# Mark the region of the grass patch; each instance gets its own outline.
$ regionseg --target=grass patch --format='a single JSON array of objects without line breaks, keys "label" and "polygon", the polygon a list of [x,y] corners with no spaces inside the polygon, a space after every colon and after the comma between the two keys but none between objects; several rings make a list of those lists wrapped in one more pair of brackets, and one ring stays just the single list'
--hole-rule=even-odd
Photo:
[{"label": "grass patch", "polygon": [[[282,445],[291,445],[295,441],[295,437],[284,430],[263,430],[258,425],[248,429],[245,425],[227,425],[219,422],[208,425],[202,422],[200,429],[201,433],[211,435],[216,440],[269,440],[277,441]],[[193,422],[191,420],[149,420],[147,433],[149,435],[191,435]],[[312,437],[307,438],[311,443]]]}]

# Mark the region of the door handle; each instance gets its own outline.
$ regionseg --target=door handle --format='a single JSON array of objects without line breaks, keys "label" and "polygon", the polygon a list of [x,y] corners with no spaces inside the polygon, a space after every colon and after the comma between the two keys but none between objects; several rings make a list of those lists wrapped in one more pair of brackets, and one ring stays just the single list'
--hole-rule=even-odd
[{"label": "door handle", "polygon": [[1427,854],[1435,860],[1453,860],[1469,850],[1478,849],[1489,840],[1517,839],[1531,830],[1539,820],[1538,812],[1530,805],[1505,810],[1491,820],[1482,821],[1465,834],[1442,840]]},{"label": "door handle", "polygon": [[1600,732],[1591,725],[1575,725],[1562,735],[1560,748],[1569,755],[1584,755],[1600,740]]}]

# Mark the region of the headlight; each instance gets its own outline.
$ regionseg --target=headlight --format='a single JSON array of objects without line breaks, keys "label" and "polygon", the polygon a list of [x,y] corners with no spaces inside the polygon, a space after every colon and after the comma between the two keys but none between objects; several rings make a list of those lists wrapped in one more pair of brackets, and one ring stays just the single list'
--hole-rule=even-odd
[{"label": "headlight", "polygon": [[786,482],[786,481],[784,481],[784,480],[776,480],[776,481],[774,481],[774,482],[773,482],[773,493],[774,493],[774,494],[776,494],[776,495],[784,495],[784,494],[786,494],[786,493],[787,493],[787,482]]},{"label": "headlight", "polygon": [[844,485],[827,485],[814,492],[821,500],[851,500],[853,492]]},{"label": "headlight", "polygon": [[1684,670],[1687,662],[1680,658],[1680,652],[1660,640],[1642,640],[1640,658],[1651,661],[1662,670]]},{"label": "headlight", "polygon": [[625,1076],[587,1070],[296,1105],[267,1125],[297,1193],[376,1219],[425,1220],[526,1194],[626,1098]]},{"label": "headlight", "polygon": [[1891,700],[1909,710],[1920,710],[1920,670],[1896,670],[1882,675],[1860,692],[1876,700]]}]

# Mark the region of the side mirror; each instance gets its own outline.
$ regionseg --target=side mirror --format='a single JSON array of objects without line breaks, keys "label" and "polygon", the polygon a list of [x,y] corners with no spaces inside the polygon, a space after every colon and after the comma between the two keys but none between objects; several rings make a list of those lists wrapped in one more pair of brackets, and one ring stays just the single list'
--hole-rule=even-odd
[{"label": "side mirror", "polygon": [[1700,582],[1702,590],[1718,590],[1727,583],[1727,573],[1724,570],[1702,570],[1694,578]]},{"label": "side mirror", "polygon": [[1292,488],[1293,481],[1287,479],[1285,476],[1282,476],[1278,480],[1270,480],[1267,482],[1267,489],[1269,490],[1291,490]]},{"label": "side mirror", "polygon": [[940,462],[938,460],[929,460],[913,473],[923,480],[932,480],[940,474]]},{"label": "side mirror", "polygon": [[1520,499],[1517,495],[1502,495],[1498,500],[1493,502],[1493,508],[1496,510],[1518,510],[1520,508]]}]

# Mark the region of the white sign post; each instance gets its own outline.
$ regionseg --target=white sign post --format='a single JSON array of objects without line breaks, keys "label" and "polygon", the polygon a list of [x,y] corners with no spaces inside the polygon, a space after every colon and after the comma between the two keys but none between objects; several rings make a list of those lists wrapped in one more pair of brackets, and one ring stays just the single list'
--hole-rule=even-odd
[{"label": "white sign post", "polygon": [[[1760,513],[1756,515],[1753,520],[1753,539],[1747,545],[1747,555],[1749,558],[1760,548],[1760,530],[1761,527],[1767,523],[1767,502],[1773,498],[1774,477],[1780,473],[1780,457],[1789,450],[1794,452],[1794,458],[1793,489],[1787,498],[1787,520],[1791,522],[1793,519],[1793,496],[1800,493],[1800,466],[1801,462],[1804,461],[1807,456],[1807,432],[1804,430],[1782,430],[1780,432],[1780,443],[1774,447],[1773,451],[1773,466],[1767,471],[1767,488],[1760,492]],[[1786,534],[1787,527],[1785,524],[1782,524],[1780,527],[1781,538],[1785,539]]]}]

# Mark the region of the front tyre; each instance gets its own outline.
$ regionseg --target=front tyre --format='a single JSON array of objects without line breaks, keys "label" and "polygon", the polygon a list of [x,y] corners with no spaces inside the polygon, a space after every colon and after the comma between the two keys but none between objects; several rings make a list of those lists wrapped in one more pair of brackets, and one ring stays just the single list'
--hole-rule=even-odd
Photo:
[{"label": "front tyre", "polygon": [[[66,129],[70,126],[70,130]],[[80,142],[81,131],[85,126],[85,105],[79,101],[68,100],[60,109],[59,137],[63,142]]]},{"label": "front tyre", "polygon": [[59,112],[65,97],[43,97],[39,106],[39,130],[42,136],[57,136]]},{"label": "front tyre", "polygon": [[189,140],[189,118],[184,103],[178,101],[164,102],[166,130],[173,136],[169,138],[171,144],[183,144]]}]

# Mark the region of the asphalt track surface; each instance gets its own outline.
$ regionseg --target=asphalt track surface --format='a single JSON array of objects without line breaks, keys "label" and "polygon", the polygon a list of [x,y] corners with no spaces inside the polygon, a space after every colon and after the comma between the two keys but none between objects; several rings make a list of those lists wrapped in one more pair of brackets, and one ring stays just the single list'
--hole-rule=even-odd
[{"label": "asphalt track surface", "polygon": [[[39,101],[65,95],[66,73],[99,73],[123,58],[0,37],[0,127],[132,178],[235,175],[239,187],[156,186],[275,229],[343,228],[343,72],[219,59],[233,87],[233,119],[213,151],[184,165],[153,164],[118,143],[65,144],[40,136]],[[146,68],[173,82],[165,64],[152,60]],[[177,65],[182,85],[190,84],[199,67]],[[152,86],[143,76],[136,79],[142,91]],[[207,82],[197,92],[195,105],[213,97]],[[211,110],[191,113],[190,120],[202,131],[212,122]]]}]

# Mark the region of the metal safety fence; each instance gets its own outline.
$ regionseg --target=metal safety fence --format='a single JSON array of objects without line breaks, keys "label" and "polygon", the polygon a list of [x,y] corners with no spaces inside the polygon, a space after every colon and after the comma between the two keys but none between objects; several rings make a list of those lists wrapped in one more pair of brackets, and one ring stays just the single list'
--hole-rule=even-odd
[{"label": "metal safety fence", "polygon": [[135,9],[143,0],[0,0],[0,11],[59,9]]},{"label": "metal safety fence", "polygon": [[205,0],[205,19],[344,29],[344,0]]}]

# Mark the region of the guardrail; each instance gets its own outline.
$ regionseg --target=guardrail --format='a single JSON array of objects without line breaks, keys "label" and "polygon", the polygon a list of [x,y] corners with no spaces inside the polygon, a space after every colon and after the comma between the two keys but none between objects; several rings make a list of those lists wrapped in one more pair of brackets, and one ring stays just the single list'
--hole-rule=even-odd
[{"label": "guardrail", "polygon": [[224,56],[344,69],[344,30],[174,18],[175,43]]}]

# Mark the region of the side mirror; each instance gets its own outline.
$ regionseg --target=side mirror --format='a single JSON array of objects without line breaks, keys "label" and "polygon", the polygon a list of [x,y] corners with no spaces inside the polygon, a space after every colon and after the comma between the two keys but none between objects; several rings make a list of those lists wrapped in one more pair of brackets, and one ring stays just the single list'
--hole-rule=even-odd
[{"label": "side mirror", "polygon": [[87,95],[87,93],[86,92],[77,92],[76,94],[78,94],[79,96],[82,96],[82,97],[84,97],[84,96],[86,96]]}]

• • • •

The required output is the stretch of entries above from the line containing "regionseg --target=grass patch" through the line containing "# Mark the region of the door", reproduced exactly.

Response area ::
$ regionseg --target=grass patch --format='a single JSON array of objects without line breaks, keys "label" and "polygon", the polygon a list of [x,y] corners with no spaces inside the polygon, a space after every colon and after the comma between the two keys but none between objects; several rings make a list of those lists wrapped in one more pair of brackets, and one ring stays just the single list'
--hole-rule=even-odd
Photo:
[{"label": "grass patch", "polygon": [[[282,445],[291,445],[295,441],[295,437],[284,430],[263,430],[258,425],[248,429],[245,425],[227,425],[219,422],[208,425],[202,422],[200,429],[201,433],[211,435],[216,440],[269,440],[277,441]],[[193,422],[191,420],[149,420],[147,433],[149,435],[191,435]],[[312,437],[307,438],[311,443]]]}]

# Mark the region of the door handle; each instance gets its own outline.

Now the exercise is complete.